**SET OF TASKS:**
(1) In the editorial on Northern Ireland, why did Blair give his personal undertaking to the Unionist Party on the eve of the Referendum? Answer in one to three sentences.
(2) Carry on the editorial on Northern Ireland from its last sentence, keeping its argument and tone.

**EXCERPT TO READ:**
Editorial from Irish Political Review, November 2002
Northern Manoeuvres
Tony Blair
forced David Trimble to sign the Good Friday Agreement by means of a threat
and a promise: a threat that an arrangement even more advantageous to the Nationalists
(something approaching joint sovereignty with Dublin) would be imposed if he
did not sign, and a promise that the signed Agreement would not be the Agreement
that was implemented. Mistaking Northern Ireland for the Labour Party, Blair
assumed that he could act at whim and then hustle everybody into line. In the
event, he has been able to hustle nobody. And, when the moment arrived when
he had to choose between the conflicting undertaking he had given, he chose
the private undertaking to the Unionists in preference to his public undertaking
in the Agreement.
We have
said repeatedly that the basic requirement of Unionism is spiritual—that
what it needs most of all is the public humiliation of the Republican movement.
The only real question therefore has been whether the Republicans would submit
to humiliation. (Trimble even used the word “surrender”
this Autumn). This has nothing whatever to do with the terms of the Agreement.
But it is in accordance with the personal undertaking given by Blair to the
Unionist Party on the eve of the Referendum for the purpose of hustling the
Unionist electors into a Yes vote.
We have
repeatedly compared the British attitude in Northern Ireland to its attitude
towards the Armistice with Germany in 1918-19, its purpose being to develop
a negotiated Cease Fire into a surrender.

**EXTRACTED INFORMATION:**
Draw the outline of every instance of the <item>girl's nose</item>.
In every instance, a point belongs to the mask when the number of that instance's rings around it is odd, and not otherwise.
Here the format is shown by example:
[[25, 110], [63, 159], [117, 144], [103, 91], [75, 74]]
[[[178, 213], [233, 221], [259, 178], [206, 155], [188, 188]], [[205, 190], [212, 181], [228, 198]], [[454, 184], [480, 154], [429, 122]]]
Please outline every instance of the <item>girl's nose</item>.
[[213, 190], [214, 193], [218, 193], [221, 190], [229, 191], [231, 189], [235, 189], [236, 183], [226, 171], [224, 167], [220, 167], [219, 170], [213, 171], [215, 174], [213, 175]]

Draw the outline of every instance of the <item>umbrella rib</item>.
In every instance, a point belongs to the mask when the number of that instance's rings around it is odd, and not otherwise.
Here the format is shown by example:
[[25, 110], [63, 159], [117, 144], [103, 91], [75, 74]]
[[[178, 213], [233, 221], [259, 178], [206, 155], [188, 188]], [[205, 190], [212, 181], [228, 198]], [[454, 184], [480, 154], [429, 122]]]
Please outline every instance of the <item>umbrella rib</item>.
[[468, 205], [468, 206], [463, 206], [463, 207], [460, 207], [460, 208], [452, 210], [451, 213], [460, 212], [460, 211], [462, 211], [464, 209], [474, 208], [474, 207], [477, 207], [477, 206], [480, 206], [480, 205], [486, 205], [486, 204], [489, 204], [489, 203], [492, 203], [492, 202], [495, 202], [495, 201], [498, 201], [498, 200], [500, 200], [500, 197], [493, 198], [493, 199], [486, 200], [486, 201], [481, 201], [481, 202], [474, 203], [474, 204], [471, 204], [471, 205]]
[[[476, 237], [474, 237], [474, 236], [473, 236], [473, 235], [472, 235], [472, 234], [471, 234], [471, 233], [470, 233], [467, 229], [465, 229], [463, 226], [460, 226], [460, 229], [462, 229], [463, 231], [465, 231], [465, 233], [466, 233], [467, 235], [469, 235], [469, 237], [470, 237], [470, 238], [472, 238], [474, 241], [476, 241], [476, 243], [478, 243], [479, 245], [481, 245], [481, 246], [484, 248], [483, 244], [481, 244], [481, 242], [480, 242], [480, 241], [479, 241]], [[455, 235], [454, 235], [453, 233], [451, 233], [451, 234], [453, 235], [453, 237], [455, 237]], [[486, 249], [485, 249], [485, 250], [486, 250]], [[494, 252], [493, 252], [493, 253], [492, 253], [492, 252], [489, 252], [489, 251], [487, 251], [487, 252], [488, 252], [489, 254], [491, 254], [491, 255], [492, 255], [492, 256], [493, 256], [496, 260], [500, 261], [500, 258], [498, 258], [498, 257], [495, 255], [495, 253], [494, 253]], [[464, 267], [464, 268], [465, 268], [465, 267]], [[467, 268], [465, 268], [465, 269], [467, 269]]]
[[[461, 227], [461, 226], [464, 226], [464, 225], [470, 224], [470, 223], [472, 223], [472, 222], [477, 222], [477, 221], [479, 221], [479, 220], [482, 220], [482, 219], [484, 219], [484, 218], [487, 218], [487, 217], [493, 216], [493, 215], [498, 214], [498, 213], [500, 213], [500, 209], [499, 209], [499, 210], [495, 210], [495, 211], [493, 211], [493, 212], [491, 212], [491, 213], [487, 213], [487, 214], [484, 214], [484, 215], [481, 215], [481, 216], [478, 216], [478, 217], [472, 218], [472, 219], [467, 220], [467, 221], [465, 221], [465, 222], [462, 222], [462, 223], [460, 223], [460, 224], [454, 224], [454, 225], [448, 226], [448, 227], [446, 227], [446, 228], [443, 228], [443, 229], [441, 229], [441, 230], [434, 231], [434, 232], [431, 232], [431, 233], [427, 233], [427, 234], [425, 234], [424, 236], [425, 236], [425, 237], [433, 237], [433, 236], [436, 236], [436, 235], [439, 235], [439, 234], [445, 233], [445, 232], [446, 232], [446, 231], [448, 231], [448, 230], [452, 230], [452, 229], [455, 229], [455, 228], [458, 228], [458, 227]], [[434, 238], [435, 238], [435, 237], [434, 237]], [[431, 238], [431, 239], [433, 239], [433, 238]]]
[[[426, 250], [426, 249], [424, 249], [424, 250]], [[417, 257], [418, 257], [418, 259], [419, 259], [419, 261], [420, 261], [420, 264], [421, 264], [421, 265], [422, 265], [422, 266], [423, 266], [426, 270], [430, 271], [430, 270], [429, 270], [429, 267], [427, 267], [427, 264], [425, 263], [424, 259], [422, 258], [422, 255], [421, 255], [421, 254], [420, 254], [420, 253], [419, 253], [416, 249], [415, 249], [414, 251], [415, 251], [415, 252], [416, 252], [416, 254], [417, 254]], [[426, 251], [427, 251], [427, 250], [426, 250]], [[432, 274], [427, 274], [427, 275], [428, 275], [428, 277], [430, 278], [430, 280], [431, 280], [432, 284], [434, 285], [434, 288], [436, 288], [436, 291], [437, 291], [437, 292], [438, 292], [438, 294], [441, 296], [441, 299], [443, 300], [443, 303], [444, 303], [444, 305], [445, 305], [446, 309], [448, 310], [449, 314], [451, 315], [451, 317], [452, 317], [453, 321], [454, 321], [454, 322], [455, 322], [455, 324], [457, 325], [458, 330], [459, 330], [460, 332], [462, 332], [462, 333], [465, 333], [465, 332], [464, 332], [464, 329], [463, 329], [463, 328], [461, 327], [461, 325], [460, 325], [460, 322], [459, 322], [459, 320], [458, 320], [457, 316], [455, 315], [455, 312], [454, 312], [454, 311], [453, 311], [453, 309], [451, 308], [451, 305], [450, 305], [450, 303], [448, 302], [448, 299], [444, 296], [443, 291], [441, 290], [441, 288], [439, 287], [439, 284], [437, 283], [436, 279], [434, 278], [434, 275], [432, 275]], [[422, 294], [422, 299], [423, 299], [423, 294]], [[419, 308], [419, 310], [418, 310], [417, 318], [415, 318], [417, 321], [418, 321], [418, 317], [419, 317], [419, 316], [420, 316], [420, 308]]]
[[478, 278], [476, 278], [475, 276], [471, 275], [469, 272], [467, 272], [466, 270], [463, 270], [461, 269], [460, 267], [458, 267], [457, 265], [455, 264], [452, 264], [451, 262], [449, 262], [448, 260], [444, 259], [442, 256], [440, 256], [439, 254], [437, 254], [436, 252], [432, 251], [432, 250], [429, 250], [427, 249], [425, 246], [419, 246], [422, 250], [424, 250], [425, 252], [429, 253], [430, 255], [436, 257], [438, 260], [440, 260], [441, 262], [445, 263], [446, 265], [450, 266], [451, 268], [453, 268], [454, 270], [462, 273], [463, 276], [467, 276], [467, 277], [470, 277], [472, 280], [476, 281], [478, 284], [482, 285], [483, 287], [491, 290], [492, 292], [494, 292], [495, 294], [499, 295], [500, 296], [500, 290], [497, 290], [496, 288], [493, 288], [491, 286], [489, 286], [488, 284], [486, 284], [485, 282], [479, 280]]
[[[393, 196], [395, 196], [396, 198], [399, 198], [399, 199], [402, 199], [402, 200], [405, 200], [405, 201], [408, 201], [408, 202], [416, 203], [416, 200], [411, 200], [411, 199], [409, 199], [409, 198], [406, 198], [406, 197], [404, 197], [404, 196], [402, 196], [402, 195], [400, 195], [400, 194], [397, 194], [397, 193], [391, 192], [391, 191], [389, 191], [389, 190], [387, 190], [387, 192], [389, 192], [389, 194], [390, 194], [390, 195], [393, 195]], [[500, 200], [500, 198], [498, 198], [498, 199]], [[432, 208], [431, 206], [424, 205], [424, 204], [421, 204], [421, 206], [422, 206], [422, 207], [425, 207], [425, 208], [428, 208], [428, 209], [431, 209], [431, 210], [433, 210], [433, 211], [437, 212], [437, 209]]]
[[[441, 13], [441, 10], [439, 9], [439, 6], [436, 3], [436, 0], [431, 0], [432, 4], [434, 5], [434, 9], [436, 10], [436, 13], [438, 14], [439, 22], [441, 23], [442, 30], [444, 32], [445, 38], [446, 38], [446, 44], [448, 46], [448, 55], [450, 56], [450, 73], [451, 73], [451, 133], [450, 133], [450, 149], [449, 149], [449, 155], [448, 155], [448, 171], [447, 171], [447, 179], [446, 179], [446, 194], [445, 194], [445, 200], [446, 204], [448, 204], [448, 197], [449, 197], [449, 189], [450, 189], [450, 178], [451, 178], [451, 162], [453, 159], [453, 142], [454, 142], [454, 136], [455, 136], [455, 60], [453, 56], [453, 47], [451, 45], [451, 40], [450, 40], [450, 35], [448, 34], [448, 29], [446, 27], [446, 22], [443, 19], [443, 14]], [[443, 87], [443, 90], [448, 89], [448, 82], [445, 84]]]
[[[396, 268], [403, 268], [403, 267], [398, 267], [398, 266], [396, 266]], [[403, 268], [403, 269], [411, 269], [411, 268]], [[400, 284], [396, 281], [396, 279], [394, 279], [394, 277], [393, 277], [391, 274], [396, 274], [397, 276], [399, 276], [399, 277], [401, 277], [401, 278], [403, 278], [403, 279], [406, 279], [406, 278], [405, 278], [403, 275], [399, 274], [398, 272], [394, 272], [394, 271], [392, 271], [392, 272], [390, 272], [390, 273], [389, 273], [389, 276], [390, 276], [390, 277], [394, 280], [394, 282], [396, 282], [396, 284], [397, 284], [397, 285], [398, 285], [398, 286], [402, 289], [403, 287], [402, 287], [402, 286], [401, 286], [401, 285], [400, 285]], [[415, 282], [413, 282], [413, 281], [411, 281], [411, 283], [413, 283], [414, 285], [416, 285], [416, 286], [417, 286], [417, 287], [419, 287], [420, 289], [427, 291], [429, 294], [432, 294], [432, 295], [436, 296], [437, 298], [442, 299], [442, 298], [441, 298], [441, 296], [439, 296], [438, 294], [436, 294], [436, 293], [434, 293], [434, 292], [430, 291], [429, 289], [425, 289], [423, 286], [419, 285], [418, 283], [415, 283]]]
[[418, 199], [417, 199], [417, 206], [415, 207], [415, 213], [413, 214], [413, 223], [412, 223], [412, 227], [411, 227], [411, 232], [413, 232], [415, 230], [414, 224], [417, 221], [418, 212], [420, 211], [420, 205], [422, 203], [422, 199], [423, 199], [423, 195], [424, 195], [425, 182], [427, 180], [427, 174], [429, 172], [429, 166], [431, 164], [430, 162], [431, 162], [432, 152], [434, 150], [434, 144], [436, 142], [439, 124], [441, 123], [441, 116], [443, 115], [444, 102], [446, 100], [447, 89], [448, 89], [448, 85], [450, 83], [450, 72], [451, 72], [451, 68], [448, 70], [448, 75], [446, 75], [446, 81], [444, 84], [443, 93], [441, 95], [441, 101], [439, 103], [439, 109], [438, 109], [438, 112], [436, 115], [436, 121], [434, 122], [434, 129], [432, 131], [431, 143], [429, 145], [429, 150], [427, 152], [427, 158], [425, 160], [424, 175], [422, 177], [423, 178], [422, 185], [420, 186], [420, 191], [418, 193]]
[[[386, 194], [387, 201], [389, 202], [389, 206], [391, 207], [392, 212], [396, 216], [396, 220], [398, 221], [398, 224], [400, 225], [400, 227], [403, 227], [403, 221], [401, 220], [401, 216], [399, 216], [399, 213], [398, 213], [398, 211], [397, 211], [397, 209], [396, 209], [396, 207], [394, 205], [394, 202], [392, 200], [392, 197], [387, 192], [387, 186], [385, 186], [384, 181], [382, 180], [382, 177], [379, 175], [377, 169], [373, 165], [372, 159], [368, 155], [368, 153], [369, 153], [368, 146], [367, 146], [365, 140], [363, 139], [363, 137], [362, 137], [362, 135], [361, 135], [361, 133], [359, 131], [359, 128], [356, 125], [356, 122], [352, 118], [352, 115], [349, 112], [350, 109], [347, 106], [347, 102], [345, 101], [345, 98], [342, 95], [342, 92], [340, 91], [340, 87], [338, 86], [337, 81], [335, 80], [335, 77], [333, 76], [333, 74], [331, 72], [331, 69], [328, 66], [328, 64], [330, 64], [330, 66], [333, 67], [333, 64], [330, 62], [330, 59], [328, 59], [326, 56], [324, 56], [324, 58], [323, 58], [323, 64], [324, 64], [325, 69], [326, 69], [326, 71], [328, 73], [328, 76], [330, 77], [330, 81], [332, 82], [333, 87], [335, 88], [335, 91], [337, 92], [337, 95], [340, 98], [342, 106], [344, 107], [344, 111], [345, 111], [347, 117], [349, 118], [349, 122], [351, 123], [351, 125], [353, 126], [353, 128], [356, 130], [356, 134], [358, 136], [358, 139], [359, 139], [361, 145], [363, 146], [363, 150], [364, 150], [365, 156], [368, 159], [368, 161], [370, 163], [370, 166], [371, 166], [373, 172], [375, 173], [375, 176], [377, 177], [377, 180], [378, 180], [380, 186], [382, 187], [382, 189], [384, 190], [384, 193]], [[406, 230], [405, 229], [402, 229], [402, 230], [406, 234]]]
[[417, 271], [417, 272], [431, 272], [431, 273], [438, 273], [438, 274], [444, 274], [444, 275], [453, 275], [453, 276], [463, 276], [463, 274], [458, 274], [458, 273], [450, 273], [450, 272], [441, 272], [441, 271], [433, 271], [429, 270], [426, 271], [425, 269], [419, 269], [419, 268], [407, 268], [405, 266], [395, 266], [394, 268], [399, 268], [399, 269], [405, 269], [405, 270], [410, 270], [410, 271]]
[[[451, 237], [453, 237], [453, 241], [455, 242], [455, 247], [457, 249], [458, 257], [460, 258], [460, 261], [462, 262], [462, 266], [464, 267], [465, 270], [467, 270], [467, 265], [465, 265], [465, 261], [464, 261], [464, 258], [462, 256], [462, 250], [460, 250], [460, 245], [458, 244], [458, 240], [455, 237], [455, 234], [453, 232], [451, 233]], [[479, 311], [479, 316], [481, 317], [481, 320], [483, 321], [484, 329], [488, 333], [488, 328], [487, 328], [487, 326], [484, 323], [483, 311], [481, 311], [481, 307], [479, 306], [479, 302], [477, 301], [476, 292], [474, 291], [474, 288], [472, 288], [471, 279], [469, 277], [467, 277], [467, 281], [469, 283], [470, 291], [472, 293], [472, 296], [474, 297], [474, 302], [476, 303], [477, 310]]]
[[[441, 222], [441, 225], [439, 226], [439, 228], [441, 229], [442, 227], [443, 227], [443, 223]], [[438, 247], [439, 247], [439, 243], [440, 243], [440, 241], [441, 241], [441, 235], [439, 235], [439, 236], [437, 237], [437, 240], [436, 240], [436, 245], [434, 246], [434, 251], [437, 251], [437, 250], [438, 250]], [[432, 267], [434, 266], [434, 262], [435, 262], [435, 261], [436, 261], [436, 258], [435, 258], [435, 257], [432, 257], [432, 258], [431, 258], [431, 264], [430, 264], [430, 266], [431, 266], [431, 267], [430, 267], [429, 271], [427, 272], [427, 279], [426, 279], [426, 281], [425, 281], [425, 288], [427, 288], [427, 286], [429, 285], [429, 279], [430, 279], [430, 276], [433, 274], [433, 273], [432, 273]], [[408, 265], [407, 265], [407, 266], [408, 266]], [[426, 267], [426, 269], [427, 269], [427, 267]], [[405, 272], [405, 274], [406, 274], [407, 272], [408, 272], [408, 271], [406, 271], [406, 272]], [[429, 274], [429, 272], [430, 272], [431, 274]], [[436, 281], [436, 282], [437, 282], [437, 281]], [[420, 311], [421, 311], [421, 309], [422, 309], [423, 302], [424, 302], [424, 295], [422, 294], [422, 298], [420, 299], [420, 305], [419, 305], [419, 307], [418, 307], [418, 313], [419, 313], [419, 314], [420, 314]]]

**EXERCISE RESPONSES:**
(1) Blair gave the personal undertaking to hustle the Unionist electors into voting Yes in the Referendum.

(2)
Britain
is the most moral state in the world. Morality enters into everything it does.
It never admits to acting out of particular interest, with morality suspended,
as other states have done. It acts only in the medium of morality. But, since
its morality is forensic, and has been for three hundred years, it can do whatever
it pleases and present it as moral. Its morality of special pleading in a general
culture of casuistry inhibits it from doing nothing that it sees as advantageous
to itself, and it often has the advantage of conning the enemy. The Germans,
for example, have never been able to figure it out.
We recall
an interview with Fr. Faul about 12 years ago, when he was being absurdly depicted
as a “Provo priest” because he would
not stay quiet when atrocities were committed in the name of the law. He was
strongly anti-Republican. But he confessed to being simply baffled by the Provos.
He understood the British. Their national game was cricket. A cricket match
might go on for days on end and then come to an inconclusive finish. the Irish
game was hurling. It went on fast and furiously for an hour and that was it.
But the Provos were behaving like cricketers. The game had been on already for
twenty years at that time and there was no sign of Republican attention and
endurance running out. It just wasn’t Irish. At least it had no precedent
in Irish history.
Fr. Faul’s
view is the view deeply ingrained in Unionist culture and in British culture.
The Irish engage in spasms of hectic activity and then collapse. The Celtic
temperament is both volatile and inflexible. It doesn't allow for sustained
activity over long periods with appropriate tactical adjustments along the way.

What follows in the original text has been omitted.